• **PROVIDED MATERIAL**:

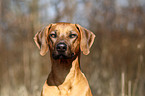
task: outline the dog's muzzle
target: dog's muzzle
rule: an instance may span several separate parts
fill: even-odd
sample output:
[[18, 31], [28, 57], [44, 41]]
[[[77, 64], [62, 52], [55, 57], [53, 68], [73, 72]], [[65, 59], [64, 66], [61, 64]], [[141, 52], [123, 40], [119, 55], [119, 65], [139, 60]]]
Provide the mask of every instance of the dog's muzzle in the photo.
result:
[[55, 51], [52, 53], [54, 59], [71, 59], [74, 53], [70, 51], [68, 45], [64, 42], [56, 44]]
[[67, 50], [67, 45], [65, 43], [59, 43], [59, 44], [56, 45], [56, 50], [59, 53], [63, 53]]

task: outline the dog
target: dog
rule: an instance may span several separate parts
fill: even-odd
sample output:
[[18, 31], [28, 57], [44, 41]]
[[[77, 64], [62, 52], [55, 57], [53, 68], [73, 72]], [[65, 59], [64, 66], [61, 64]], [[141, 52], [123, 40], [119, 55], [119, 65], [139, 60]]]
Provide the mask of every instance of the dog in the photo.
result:
[[51, 72], [41, 96], [92, 96], [85, 75], [80, 70], [80, 53], [90, 53], [93, 32], [79, 24], [49, 24], [36, 33], [34, 41], [44, 56], [50, 51]]

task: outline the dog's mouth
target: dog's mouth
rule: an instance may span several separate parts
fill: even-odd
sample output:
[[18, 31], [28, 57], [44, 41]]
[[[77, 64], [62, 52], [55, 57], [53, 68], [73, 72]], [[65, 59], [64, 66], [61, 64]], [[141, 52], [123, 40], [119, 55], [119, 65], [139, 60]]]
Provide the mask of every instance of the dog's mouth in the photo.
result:
[[69, 55], [65, 54], [65, 53], [52, 53], [52, 57], [53, 59], [57, 60], [57, 59], [72, 59], [74, 57], [74, 53], [71, 53]]

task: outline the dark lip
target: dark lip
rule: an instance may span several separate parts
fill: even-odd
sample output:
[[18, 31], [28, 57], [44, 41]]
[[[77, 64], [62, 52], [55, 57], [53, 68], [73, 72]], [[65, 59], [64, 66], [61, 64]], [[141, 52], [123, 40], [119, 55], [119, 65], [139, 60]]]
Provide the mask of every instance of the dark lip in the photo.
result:
[[52, 54], [52, 57], [57, 60], [57, 59], [72, 59], [74, 57], [74, 53], [71, 54], [71, 56], [66, 56], [65, 54]]

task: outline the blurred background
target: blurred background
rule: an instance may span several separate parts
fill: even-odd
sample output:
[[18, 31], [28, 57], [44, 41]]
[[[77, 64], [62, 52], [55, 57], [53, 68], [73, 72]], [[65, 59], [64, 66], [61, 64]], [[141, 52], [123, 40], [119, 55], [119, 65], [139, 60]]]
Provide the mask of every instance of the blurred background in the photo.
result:
[[51, 64], [33, 37], [55, 22], [96, 34], [81, 57], [93, 96], [145, 96], [145, 0], [0, 0], [0, 96], [40, 96]]

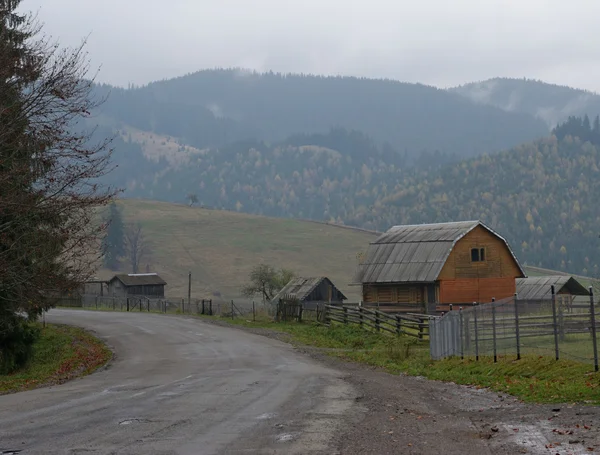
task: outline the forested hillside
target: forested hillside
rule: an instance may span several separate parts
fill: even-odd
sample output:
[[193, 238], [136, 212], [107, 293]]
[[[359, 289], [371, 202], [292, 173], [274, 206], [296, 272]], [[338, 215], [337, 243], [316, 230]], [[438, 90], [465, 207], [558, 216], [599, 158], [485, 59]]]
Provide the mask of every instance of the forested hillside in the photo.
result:
[[600, 96], [596, 93], [536, 80], [496, 78], [450, 91], [482, 105], [533, 115], [550, 128], [570, 116], [600, 114]]
[[139, 88], [98, 86], [97, 93], [109, 94], [106, 117], [197, 148], [341, 127], [409, 157], [424, 150], [466, 157], [548, 133], [528, 114], [391, 80], [207, 70]]
[[[401, 157], [390, 162], [368, 137], [346, 130], [276, 145], [238, 142], [192, 154], [179, 168], [146, 164], [126, 196], [183, 202], [196, 194], [206, 207], [376, 230], [481, 219], [529, 265], [592, 274], [600, 266], [600, 145], [569, 134], [582, 124], [562, 125], [562, 139], [447, 165], [430, 156], [430, 166], [416, 169], [402, 167]], [[353, 151], [344, 141], [362, 145]]]
[[515, 147], [543, 121], [422, 85], [222, 70], [113, 90], [96, 118], [125, 197], [376, 230], [479, 218], [530, 265], [600, 267], [595, 115]]

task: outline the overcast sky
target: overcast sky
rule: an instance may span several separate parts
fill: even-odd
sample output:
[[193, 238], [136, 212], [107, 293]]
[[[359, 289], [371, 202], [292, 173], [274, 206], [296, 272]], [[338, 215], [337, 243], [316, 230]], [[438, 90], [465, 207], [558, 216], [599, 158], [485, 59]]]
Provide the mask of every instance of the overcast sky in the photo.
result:
[[214, 67], [387, 77], [440, 87], [496, 76], [600, 92], [598, 0], [23, 0], [87, 50], [99, 80]]

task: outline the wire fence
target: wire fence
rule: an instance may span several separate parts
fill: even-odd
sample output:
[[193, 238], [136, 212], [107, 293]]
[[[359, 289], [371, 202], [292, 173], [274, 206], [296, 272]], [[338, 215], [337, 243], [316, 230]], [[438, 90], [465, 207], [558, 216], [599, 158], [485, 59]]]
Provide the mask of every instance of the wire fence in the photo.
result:
[[434, 360], [452, 356], [553, 356], [590, 363], [598, 371], [596, 313], [589, 297], [513, 298], [459, 308], [429, 321]]
[[99, 311], [189, 314], [220, 317], [253, 317], [271, 313], [272, 307], [260, 302], [213, 301], [212, 299], [165, 298], [151, 296], [78, 295], [63, 297], [55, 306]]

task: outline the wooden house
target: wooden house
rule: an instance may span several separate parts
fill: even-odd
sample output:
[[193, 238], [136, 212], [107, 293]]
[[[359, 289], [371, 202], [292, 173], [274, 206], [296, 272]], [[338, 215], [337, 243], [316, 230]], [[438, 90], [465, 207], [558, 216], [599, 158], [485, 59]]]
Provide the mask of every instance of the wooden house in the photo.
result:
[[552, 286], [556, 302], [570, 308], [577, 296], [589, 296], [589, 291], [569, 275], [532, 276], [517, 278], [519, 300], [542, 301], [552, 298]]
[[279, 299], [293, 298], [305, 303], [342, 303], [346, 296], [335, 287], [331, 280], [325, 276], [292, 279], [281, 291], [273, 297], [273, 302]]
[[369, 245], [354, 283], [366, 304], [434, 313], [439, 304], [490, 302], [516, 292], [523, 268], [480, 221], [394, 226]]
[[120, 274], [108, 282], [108, 295], [114, 297], [165, 296], [167, 282], [156, 273]]

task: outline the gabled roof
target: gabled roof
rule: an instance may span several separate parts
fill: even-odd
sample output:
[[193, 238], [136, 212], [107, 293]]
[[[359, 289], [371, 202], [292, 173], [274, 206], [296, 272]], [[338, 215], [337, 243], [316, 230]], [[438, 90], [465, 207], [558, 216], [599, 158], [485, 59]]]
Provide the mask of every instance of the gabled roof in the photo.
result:
[[546, 300], [554, 292], [568, 291], [571, 295], [590, 295], [589, 291], [569, 275], [532, 276], [517, 278], [517, 294], [520, 300]]
[[125, 286], [152, 286], [167, 284], [157, 273], [129, 273], [119, 274], [111, 278], [110, 281], [119, 280]]
[[273, 297], [272, 300], [277, 301], [280, 298], [290, 296], [290, 297], [295, 297], [298, 300], [302, 301], [302, 300], [306, 299], [306, 297], [308, 297], [310, 295], [310, 293], [312, 291], [314, 291], [315, 288], [317, 286], [319, 286], [324, 280], [327, 280], [327, 282], [338, 291], [338, 293], [341, 295], [343, 300], [348, 300], [346, 298], [346, 296], [344, 294], [342, 294], [342, 292], [339, 289], [337, 289], [334, 286], [334, 284], [331, 282], [331, 280], [329, 278], [327, 278], [326, 276], [311, 277], [311, 278], [304, 278], [304, 277], [294, 278], [288, 284], [286, 284], [283, 287], [283, 289], [281, 291], [279, 291], [275, 297]]
[[394, 226], [371, 242], [354, 283], [432, 283], [437, 280], [452, 248], [481, 226], [501, 239], [526, 276], [508, 242], [481, 221]]

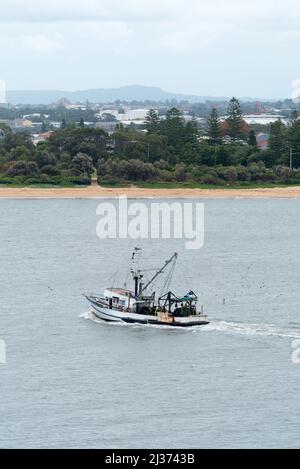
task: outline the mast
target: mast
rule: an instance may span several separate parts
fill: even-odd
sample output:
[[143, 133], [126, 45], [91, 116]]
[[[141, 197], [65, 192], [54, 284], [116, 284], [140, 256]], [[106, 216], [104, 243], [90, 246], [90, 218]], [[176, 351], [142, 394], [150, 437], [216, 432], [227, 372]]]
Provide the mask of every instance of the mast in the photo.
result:
[[135, 298], [137, 298], [139, 295], [139, 280], [142, 278], [139, 267], [138, 267], [138, 262], [137, 262], [137, 258], [138, 258], [140, 251], [141, 251], [141, 248], [134, 248], [134, 251], [132, 253], [132, 258], [131, 258], [132, 260], [131, 273], [132, 273], [133, 280], [134, 280]]

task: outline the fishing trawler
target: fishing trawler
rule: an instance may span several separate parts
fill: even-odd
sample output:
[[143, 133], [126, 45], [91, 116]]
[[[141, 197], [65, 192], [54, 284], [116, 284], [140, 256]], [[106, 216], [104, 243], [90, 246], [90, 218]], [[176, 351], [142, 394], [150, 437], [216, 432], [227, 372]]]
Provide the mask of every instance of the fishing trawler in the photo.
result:
[[[141, 249], [135, 248], [132, 254], [131, 274], [134, 289], [107, 288], [102, 296], [87, 295], [85, 298], [91, 305], [92, 314], [107, 322], [124, 322], [128, 324], [151, 324], [173, 327], [204, 326], [209, 324], [208, 318], [201, 311], [197, 311], [198, 298], [193, 291], [186, 295], [177, 296], [169, 290], [178, 254], [165, 261], [165, 264], [155, 271], [155, 275], [144, 281], [144, 272], [138, 266]], [[149, 292], [154, 281], [167, 271], [165, 283], [159, 298], [156, 292]]]

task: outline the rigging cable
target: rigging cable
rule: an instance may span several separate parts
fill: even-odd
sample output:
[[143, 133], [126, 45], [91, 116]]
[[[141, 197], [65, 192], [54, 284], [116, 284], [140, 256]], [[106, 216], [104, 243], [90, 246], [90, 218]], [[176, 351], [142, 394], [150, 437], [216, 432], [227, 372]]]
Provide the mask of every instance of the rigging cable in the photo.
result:
[[170, 272], [166, 277], [165, 283], [161, 289], [160, 296], [162, 296], [164, 293], [168, 293], [170, 284], [174, 275], [174, 270], [177, 262], [177, 257], [174, 258], [173, 265], [171, 266]]

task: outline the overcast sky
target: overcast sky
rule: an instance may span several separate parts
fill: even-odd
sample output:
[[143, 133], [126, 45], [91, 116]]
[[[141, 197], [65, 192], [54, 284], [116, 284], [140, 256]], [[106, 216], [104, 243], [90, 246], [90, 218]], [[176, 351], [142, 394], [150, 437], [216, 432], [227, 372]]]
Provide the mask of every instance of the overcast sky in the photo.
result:
[[1, 0], [8, 89], [140, 84], [197, 95], [290, 97], [297, 0]]

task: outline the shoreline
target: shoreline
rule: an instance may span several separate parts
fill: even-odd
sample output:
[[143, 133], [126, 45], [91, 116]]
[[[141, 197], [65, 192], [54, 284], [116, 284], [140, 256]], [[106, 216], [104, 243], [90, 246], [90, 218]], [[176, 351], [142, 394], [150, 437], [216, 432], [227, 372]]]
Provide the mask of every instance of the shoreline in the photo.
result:
[[109, 188], [89, 186], [85, 188], [0, 188], [0, 199], [101, 199], [127, 196], [128, 199], [143, 198], [300, 198], [300, 186], [254, 188], [254, 189], [151, 189]]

• **WHAT NEEDS TO BE DONE**: If a line in the material contains the word "fence", copy that line.

• **ANSWER BELOW**:
task: outline the wire fence
target: wire fence
Provide the mask of every instance of the wire fence in the photo.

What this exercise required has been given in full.